[Recorded data]
______________________________

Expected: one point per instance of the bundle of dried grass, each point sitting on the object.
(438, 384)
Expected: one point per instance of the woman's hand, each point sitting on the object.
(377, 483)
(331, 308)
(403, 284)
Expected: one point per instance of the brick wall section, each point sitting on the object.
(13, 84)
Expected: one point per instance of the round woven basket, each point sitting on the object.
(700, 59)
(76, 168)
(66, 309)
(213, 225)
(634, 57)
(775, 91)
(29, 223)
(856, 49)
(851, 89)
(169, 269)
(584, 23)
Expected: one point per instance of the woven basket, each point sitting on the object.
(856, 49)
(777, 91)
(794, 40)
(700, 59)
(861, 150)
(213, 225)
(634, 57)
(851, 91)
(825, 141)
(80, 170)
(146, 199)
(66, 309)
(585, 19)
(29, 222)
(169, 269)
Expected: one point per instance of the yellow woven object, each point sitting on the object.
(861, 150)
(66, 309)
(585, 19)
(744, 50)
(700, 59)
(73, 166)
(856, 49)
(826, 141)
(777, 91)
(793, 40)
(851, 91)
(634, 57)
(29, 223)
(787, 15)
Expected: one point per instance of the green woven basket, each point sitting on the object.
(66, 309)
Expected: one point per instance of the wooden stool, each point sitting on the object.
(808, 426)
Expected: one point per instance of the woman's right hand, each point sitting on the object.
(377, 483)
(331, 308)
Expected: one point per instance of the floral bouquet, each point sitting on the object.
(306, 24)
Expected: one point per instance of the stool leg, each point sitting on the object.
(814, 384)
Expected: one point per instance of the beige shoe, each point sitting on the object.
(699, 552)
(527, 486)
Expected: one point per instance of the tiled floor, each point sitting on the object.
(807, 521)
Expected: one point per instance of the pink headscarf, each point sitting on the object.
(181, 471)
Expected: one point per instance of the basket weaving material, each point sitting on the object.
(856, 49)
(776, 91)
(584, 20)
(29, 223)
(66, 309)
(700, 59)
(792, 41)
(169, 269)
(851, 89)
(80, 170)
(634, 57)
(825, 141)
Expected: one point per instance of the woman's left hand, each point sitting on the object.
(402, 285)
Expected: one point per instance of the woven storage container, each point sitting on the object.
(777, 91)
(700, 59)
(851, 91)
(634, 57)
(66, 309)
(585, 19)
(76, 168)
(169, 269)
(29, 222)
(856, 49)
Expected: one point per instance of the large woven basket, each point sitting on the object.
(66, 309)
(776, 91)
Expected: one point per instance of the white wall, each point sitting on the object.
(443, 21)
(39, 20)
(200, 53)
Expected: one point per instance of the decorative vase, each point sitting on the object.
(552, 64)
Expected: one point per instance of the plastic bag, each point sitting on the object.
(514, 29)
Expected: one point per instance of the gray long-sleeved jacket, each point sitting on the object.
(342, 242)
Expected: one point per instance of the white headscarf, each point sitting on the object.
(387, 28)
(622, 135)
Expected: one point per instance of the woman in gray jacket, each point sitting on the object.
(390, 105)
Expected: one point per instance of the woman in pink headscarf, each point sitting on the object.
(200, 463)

______________________________

ASSIGNMENT
Exactly as they appear above, copy out all the records.

RESPONSE BOX
Expected: one point per instance of the bundle of dried grass, each point sitting on the object.
(438, 384)
Expected: one point per instance of the woman's hand, each point sitting on the object.
(377, 483)
(331, 308)
(403, 284)
Expected: one point per instance of the brick wall section, each point sitting on the object.
(13, 84)
Expected: one point per instance of the round woven basket, each point sitting on the object.
(700, 59)
(76, 168)
(66, 309)
(213, 225)
(634, 57)
(775, 91)
(29, 223)
(856, 49)
(851, 89)
(169, 269)
(584, 23)
Expected: one point per instance of the woven basket, each point sitting on the object.
(856, 49)
(777, 91)
(794, 40)
(700, 59)
(861, 150)
(213, 225)
(634, 57)
(851, 91)
(825, 141)
(80, 170)
(146, 199)
(66, 309)
(585, 19)
(29, 222)
(169, 269)
Expected: one point per instance of the yellow woven object, each point sitting on the object.
(861, 150)
(66, 309)
(585, 19)
(744, 50)
(700, 59)
(73, 166)
(856, 49)
(826, 141)
(777, 91)
(793, 40)
(851, 91)
(634, 57)
(29, 223)
(787, 15)
Expected: one point per instance of the green woven basket, each point sitting on the object.
(66, 309)
Expected: one point per instance of the wooden stool, each point sitting on the object.
(808, 426)
Expected: one point per instance of the woman's right hand, each point sitting on the object.
(377, 483)
(331, 308)
Expected: one point per instance of the floral bouquet, each point sitting on the object.
(306, 24)
Expected: one point per instance of the stool leg, each point sitting on the object.
(814, 384)
Expected: one point per instance of the beige shoe, each point sitting on the object.
(699, 552)
(527, 486)
Expected: one point per instance of the tiled floor, each point sitting on the object.
(807, 521)
Expected: one point per instance of the pink headscarf, each point sitting on the object.
(181, 471)
Expected: one point per instance of the basket weaving material, each point sitting on the object.
(856, 49)
(776, 91)
(584, 20)
(29, 223)
(66, 309)
(700, 59)
(792, 41)
(169, 269)
(851, 89)
(80, 170)
(634, 57)
(825, 141)
Expected: one point per instance of the woman's left hand, each point sitting on the object.
(402, 285)
Expected: one point per instance of the woven storage container, each point sitting on the object.
(777, 91)
(700, 59)
(851, 91)
(634, 57)
(66, 309)
(585, 19)
(76, 168)
(169, 269)
(29, 222)
(856, 49)
Expected: one point per instance of the large woven basket, each point sitting on the object.
(66, 309)
(776, 91)
Expected: one point per instance of the white wall, each point sitting on the object.
(443, 21)
(39, 20)
(200, 53)
Expected: one point per instance of the decorative vase, each point sitting on the object.
(552, 64)
Expected: one point per instance of the plastic bag, each point sitting on the object.
(514, 29)
Expected: one point per instance of the gray long-sleeved jacket, each point sitting on the object.
(342, 242)
Expected: one point per instance of the white headscarf, each point sitting on the object.
(387, 28)
(622, 135)
Expected: one point per instance of the woman in gray jacket, each point sitting on the object.
(390, 105)
Expected: one point per instance of the woman in pink headscarf, each point sitting on the object.
(200, 463)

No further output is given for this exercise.